• EXCERPT PROVIDED:
WARBENCH is a benchmark for evaluating LLMs in military decision-making, addressing critical gaps in current frameworks by testing International Humanitarian Law (IHL) compliance, edge deployment constraints, fog-of-war robustness, and explicit reasoning. Using 136 high-fidelity scenarios derived from real post-WWII conflicts, the authors expose severe structural flaws: state-of-the-art models collapse under complex terrain and asymmetric force distributions, while edge-optimized models exhibit legal violation rates approaching 70%.

Large Language Models are increasingly being considered for deployment in safety-critical military applications. However, current benchmarks suffer from structural blindspots that systematically overestimate model capabilities in real-world tactical scenarios. Existing frameworks typically ignore strict legal constraints based on International Humanitarian Law (IHL), omit edge computing limitations, lack robustness testing for fog of war, and inadequately evaluate explicit reasoning. To address these vulnerabilities, we present WARBENCH, a comprehensive evaluation framework establishing a foundational tactical baseline alongside four distinct stress testing dimensions. Through a large scale empirical evaluation of nine leading models on 136 high-fidelity historical scenarios, we reveal severe structural flaws. First, baseline tactical reasoning systematically collapses under complex terrain and high force asymmetry. Second, while state of the art closed source models maintain functional compliance, edge-optimized small models expose extreme operational risks with legal violation rates approaching 70 percent. Furthermore, models experience catastrophic performance degradation under 4-bit quantization and systematic information loss. Conversely, explicit reasoning mechanisms serve as highly effective structural safeguards against inadvertent violations. Ultimately, these findings demonstrate that current models remain fundamentally unready for autonomous deployment in high stakes tactical environments.

• EXERCISE SET:
(1) Decide whether each statement agrees with the WARBENCH excerpt, answering yes or no and quoting the words that settle it: (a) The scenarios come from conflicts after World War II. (b) Explicit reasoning mechanisms made inadvertent violations more likely. (c) The evaluation covered nine models.
(2) Extract from the WARBENCH excerpt the stretch from "WARBENCH is a" through "rates approaching 70%.".

• INFORMATION PROVIDED:

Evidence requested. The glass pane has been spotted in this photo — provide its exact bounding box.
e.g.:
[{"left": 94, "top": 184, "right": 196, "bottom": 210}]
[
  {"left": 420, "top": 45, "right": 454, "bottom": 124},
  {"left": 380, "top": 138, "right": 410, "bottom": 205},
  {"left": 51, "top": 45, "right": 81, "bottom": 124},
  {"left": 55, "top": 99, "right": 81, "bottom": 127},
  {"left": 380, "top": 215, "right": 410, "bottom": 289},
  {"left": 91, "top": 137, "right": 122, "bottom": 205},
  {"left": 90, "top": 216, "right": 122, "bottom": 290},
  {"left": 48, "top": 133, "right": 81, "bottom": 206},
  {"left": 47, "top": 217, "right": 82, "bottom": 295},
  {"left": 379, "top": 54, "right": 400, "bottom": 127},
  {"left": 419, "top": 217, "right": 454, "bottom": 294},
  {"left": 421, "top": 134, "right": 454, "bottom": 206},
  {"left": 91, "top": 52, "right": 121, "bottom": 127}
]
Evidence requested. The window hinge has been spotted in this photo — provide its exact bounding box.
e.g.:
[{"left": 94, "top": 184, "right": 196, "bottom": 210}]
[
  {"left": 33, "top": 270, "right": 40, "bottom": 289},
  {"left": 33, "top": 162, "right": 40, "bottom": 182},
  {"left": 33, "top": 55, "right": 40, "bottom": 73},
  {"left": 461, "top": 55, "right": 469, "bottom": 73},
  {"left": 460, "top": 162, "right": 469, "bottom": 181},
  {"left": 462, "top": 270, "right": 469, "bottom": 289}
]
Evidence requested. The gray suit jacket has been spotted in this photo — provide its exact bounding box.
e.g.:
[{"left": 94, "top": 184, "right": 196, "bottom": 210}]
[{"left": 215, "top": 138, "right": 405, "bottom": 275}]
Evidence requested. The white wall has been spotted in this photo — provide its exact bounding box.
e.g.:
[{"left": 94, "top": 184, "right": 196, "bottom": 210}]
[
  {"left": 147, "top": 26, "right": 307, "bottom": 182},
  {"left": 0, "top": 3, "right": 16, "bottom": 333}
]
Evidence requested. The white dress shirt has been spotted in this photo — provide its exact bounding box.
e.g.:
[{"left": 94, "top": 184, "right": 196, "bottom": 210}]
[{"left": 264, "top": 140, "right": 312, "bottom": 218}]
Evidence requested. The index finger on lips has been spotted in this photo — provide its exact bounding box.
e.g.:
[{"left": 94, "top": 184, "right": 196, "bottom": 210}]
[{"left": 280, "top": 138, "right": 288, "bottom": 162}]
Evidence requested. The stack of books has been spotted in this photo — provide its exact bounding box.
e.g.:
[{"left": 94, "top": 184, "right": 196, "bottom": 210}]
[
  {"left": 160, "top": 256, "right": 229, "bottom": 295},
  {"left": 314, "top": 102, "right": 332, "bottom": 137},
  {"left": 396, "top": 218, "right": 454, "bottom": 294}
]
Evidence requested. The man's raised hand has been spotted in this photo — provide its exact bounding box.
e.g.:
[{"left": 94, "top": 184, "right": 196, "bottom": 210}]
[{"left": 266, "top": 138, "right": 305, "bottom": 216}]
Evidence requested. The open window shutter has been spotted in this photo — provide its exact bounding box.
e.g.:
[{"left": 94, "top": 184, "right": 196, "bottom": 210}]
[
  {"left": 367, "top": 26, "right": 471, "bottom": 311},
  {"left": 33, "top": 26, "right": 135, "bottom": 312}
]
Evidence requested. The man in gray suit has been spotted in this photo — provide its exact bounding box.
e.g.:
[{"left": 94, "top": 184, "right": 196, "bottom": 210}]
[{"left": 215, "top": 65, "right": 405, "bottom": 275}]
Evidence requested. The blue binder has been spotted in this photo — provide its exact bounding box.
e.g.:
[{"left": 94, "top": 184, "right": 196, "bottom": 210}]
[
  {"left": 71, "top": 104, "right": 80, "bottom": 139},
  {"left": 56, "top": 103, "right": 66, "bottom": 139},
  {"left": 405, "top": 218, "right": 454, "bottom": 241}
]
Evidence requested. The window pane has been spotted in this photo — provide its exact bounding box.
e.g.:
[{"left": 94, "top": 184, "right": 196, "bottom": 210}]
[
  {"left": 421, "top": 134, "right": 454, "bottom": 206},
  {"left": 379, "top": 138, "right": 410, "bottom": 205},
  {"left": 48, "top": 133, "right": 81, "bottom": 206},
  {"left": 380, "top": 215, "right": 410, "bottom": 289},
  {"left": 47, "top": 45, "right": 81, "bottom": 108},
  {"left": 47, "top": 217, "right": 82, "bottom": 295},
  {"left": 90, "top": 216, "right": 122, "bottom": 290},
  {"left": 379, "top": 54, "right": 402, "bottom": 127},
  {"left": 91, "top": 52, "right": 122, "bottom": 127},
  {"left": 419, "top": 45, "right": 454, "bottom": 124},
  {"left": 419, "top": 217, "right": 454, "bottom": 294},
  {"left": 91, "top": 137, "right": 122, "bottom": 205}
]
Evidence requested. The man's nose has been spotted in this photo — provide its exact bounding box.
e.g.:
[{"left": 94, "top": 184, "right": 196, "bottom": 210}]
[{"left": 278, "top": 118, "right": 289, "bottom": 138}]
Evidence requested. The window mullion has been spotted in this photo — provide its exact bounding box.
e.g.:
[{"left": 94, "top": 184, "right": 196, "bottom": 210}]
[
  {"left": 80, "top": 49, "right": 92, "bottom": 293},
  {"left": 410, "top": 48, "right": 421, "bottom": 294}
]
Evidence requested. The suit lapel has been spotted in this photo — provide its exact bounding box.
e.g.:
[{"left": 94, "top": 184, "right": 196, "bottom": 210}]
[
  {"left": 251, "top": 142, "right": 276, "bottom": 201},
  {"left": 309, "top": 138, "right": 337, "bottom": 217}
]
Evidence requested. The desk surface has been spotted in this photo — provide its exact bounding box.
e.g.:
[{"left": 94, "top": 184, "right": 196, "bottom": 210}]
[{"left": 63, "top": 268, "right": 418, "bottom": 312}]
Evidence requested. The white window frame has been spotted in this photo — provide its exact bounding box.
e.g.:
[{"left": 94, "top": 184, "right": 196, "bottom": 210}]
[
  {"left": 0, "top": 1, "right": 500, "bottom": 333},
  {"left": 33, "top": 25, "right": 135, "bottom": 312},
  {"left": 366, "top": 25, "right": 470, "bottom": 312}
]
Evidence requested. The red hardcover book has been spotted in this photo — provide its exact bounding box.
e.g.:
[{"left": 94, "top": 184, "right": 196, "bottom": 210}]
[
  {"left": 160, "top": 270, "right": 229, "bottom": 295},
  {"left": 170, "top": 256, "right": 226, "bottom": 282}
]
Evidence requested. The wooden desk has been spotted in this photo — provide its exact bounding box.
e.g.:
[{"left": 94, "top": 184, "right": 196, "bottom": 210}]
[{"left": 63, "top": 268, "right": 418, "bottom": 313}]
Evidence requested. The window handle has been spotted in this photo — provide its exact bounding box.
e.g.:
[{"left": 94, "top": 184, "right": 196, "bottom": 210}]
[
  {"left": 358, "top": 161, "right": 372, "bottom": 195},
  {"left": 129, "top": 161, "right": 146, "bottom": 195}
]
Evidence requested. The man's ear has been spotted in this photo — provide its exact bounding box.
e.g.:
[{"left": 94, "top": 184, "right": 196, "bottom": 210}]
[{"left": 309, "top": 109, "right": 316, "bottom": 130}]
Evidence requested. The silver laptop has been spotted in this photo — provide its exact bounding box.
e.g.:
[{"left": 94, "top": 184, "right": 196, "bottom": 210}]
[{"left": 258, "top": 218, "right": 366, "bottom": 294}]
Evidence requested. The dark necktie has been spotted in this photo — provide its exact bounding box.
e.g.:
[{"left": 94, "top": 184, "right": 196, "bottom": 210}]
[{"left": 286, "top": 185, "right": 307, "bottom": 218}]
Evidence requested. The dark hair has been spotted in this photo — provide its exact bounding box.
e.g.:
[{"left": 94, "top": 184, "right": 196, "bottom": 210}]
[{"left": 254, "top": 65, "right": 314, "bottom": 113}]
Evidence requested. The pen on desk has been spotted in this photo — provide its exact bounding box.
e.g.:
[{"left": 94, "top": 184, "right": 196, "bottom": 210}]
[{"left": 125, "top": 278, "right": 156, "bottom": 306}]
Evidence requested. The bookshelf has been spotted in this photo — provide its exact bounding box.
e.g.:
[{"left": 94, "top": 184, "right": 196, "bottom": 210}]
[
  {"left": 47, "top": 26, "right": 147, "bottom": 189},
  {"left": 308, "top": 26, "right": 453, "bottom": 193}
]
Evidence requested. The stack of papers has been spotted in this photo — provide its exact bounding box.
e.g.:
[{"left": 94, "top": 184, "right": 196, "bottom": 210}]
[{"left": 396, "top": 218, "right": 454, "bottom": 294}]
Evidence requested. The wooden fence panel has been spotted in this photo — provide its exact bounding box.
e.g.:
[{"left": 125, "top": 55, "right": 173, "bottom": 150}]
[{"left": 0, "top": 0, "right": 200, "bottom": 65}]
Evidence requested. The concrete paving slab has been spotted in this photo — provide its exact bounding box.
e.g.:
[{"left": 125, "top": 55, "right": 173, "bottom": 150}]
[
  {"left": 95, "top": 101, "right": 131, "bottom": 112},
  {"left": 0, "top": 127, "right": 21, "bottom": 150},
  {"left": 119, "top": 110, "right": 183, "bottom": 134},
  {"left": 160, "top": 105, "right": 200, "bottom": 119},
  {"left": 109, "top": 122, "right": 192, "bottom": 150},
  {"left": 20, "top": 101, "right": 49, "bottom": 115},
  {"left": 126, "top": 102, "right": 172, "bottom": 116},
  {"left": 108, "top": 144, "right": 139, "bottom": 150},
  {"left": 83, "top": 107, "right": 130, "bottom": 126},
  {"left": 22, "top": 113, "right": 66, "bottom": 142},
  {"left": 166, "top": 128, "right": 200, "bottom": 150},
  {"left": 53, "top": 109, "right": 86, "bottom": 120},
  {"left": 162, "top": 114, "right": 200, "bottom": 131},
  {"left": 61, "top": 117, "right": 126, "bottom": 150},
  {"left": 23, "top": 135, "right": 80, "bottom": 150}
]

• RESULTS FOR THE EXERCISE:
(1)
(a) Yes: "136 high-fidelity scenarios derived from real post-WWII conflicts"
(b) No: "explicit reasoning mechanisms serve as highly effective structural safeguards against inadvertent violations"
(c) Yes: "a large scale empirical evaluation of nine leading models"

(2)
WARBENCH is a benchmark for evaluating LLMs in military decision-making, addressing critical gaps in current frameworks by testing International Humanitarian Law (IHL) compliance, edge deployment constraints, fog-of-war robustness, and explicit reasoning. Using 136 high-fidelity scenarios derived from real post-WWII conflicts, the authors expose severe structural flaws: state-of-the-art models collapse under complex terrain and asymmetric force distributions, while edge-optimized models exhibit legal violation rates approaching 70%.